**STUDY TEXT**
X

Rallies and Coronavirus: A Dangerous Combination?

Bernie Sanders says his campaign is 'talking to public health officials all over this country'
By Newser Editors and Wire Services
Posted Mar 8, 2020 2:31 PM CDT

(Newser) – As the coronavirus hits more states, Democratic presidential candidate Bernie Sanders said Sunday his campaign is gauging when it may become necessary to cancel the large campaign rallies that public health experts say could be breeding grounds to spread the potentially deadly illness, the AP reports. "Obviously what is most important to us is to protect the health of the American people," Sanders said as he appeared in a series of TV interviews. "And what I will tell you, we are talking to public health officials all over this country." Federal authorities have been advsing older people and those with medical conditions, in particular, to avoid crowded spaces, prompting the cancellation of events around the country. In related news:

  • No rallies? "They need to be tremendously concerned about it," Republican strategist Mike Dennegy tells the Boston Herald about political rallies. "At some point, candidates are going to have to react or get in front of this situation and proactively say, 'We aren't going to hold rallies until we know that we're in a safe environment and that everything's under control.'"

**DATASET RECORDS**
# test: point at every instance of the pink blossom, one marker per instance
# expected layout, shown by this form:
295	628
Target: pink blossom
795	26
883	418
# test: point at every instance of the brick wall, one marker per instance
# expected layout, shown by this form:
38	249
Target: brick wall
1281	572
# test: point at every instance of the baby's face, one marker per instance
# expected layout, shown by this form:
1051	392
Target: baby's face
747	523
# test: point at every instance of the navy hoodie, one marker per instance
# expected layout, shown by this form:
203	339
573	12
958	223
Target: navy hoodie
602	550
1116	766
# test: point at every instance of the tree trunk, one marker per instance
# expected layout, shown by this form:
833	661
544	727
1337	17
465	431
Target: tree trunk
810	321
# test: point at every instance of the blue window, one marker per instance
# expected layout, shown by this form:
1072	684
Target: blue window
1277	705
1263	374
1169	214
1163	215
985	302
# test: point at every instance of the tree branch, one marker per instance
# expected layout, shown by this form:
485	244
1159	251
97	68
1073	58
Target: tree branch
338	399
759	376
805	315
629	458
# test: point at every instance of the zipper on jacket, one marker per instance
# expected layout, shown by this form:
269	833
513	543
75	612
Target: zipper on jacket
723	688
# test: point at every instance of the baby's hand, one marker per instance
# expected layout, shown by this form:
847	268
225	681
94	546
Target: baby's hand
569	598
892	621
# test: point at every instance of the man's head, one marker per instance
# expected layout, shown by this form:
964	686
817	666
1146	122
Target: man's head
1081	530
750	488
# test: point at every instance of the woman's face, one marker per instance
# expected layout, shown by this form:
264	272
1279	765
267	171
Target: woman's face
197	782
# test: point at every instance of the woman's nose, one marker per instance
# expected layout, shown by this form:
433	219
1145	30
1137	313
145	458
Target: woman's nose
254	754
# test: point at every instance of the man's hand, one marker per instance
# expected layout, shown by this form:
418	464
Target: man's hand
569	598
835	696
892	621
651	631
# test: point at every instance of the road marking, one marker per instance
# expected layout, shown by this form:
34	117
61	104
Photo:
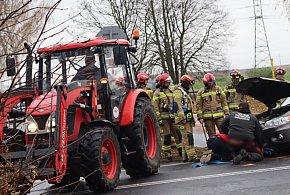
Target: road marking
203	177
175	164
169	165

==

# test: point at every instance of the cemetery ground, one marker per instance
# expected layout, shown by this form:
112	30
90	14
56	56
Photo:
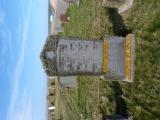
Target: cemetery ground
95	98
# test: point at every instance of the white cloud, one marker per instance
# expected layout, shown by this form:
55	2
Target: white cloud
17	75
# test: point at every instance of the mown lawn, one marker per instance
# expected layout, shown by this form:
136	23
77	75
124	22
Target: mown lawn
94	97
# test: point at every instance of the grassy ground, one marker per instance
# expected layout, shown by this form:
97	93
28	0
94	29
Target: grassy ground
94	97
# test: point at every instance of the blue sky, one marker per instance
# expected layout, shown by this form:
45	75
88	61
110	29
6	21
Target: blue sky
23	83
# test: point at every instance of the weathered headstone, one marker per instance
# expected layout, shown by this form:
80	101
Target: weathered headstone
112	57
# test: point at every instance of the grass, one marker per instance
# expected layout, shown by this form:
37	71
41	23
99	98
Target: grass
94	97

* * *

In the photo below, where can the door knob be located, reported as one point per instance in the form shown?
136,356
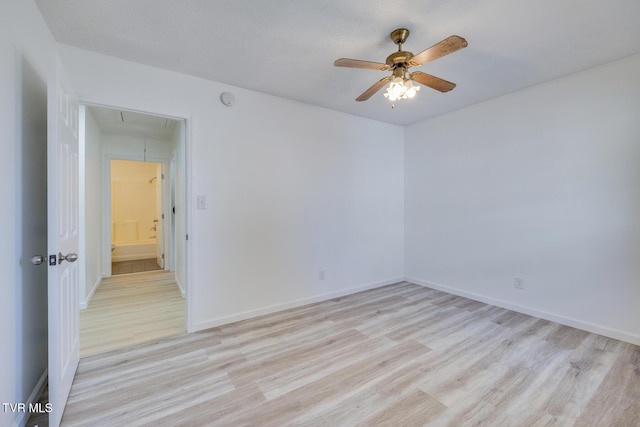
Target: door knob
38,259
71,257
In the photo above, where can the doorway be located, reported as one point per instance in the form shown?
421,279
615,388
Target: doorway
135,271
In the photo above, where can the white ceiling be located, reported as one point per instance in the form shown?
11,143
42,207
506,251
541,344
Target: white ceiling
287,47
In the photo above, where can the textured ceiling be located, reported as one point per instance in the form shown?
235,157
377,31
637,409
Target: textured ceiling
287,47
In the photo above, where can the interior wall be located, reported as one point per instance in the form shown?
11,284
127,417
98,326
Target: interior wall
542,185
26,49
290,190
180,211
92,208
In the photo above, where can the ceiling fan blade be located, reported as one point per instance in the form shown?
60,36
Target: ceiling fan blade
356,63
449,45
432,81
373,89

**PROBLEM DESCRIPTION**
Please continue the news article about campaign rallies and the coronavirus from the point where it stops. The entries above can be set aside.

**ANSWER SPACE**
  • No worries: Trump on Saturday said he wasn't worried about the coronavirus getting closer to the White House after the first case in the nation's capital was confirmed over the weekend. "No, I'm not concerned at all. No, I'm not. We've done a great job."
  • CPAC attendee: Someone who attended the Conservative Political Action Conference last week near Washington, DC, has tested positive for coronavirus, CNN reports. President Trump and Vice President Pence both spoke at the event, but the group said the attendee "had no interaction" with either.
  • Trump's health: Surgeon General Jerome Adams talked about Trump's health Sunday: "Speaking of being at risk, the president, he sleeps less than I do, and he's healthier than what I am," said Adams, adding later that "if people are going to go out there, we want them to be extra cautious—we want them to wash their hands frequently."
  • Average age: Adams noted that the average age of death for people from the coronavirus is 80, while for those needing medical attention, it is 60.